Вообще представляется, что пресловутый феномен всенародной любви к "кремлевскому горцу" был прежде всего и главным образом плодом назойливой большевистской пропаганды, а никак не констатацией объективной реальности 30-х - первой половины 50-х годов XX века. Это относится и к хрущевскому "секретному" докладу, также в свое время поднятому указанной пропагандой, как говорится, на недосягаемую высоту, и вряд ли на самом деле заслуживающему столь уж превосходных оценочных степеней2.
Группа цековских "белых негров" во главе с П. Н. Поспеловым, готовивших этот доклад, и сам Хрущев, зачитавший его с трибуны XX съезда, не озаботились какими-либо принципиальными выводами из преданного огласке перечня злоупотреблений властью, такими, например, выводами, как очевидный ущербный (исключительно силовой) характер осуществления функций партийно-государственного управления, культивировавшийся большевистской верхушкой с момента октябрьского переворота 1917 года. Стоит в этой связи вспомнить о XIII конференции РКП(б) и XIII партийном съезде (1924 г.). На этих номенклатурных форумах, особенно после смерти своего вождя, его душеприказчики попытались определить узловые понятия оставшегося им в наследство ленинизма. К их числу они отнесли прежде всего
стр. 50
организационно-административное кредо большевизма, заключавшееся, по словам рвавшегося тогда на первые роли Г. Е. Зиновьева, в признании права на легальную деятельность только за РКП(б). "Она, - разъяснял Зиновьев на партконференции (январь 1924 г.), - осуществляет диктатуру пролетариата и именно поэтому является единственной легальной партией в Союзе Республик. Она раздавила все остальные политические партии, она оставила за собой монополию на свободу печати, монополию на свободу политической работы"3. Через три с лишним месяца на XIII съезде, где Зиновьев выступал с отчетным докладом ЦК, он вновь распространялся о монополии на легальность РКП(б), именовал вражескими взгляды на законную политическую деятельность, обеспечиваемую прежде всего выборным путем, заявлял, что демократические выборы "для нас стихия не особенно благоприятная, не наша, одним словом, стихия" и что "выборы для нас не имеют решающего значения"4.

[Записи набора данных]
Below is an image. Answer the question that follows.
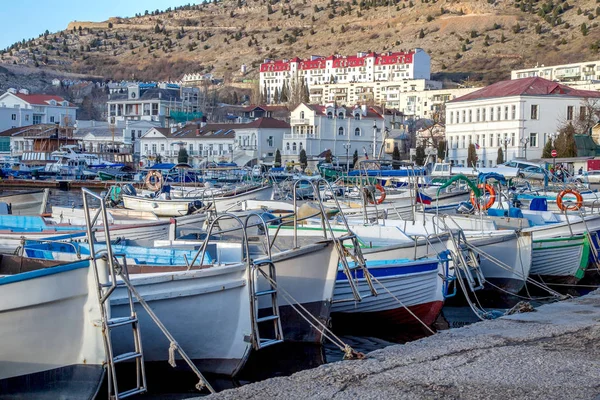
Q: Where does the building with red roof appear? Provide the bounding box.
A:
[260,48,431,103]
[446,77,600,167]
[281,103,384,165]
[0,89,77,130]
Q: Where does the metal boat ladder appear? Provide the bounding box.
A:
[293,178,377,303]
[82,188,215,400]
[450,229,485,292]
[250,260,283,350]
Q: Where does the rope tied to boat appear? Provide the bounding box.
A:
[169,341,178,368]
[343,344,367,360]
[504,301,536,315]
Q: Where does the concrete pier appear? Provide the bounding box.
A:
[205,290,600,400]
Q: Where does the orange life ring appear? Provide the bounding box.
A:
[471,183,496,210]
[556,189,583,211]
[145,170,163,192]
[369,183,386,204]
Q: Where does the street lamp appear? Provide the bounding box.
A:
[342,142,352,172]
[502,137,510,163]
[373,120,377,160]
[521,138,529,160]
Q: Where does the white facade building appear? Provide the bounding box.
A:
[510,60,600,90]
[107,83,199,126]
[281,104,384,163]
[0,89,77,130]
[139,118,289,165]
[446,77,600,167]
[260,48,431,103]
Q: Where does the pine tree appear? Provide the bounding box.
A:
[542,140,552,158]
[438,140,448,161]
[298,149,308,169]
[496,147,504,164]
[415,146,425,165]
[467,143,477,167]
[274,149,281,167]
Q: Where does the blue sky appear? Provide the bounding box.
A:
[0,0,199,49]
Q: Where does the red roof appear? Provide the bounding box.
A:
[451,76,600,103]
[14,93,75,107]
[260,51,414,72]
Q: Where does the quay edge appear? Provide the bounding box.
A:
[200,290,600,400]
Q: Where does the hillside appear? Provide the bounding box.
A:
[0,0,600,89]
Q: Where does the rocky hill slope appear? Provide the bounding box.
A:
[0,0,600,83]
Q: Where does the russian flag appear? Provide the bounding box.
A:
[417,191,433,204]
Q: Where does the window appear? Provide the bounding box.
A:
[531,104,540,119]
[529,132,537,147]
[567,106,573,121]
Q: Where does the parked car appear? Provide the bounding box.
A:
[573,171,600,183]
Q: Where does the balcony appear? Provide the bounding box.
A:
[290,118,310,125]
[283,133,319,140]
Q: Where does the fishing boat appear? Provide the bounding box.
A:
[0,255,105,399]
[0,189,50,215]
[332,257,449,331]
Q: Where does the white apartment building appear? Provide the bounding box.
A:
[281,104,384,164]
[260,48,431,103]
[139,118,289,165]
[446,77,600,167]
[107,83,199,126]
[510,60,600,90]
[0,89,77,131]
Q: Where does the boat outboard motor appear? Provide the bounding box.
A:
[187,200,204,215]
[121,183,137,196]
[456,201,475,214]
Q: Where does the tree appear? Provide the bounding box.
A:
[298,149,308,170]
[438,140,448,161]
[554,122,577,157]
[392,144,400,169]
[467,143,477,167]
[415,146,425,165]
[274,149,281,167]
[177,146,190,164]
[542,140,552,158]
[496,147,504,164]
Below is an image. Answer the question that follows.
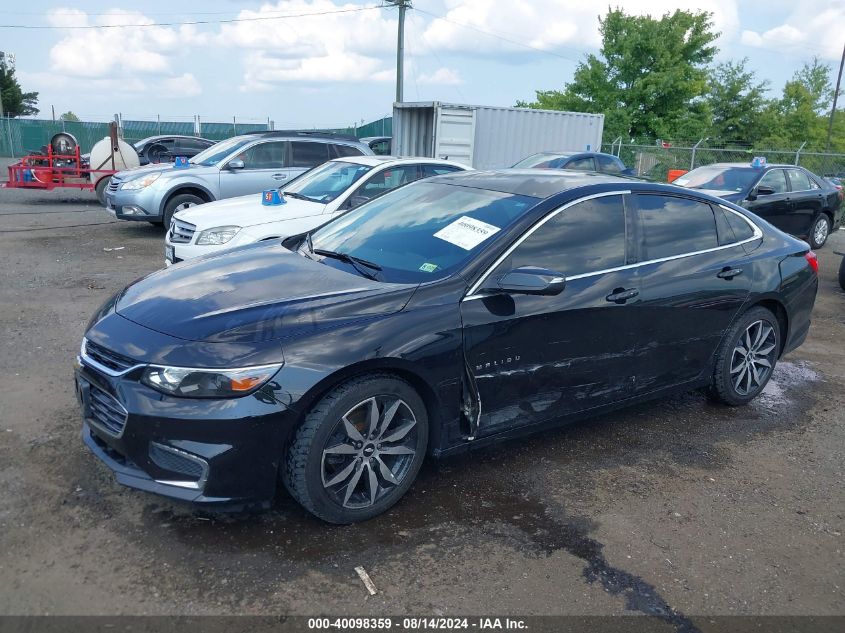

Цель задания: Назовите человека, который, согласно исходному тексту, возглавлял группу, готовившую доклад Хрущева.

Ответ ниже: Группу возглавлял П. Н. Поспелов.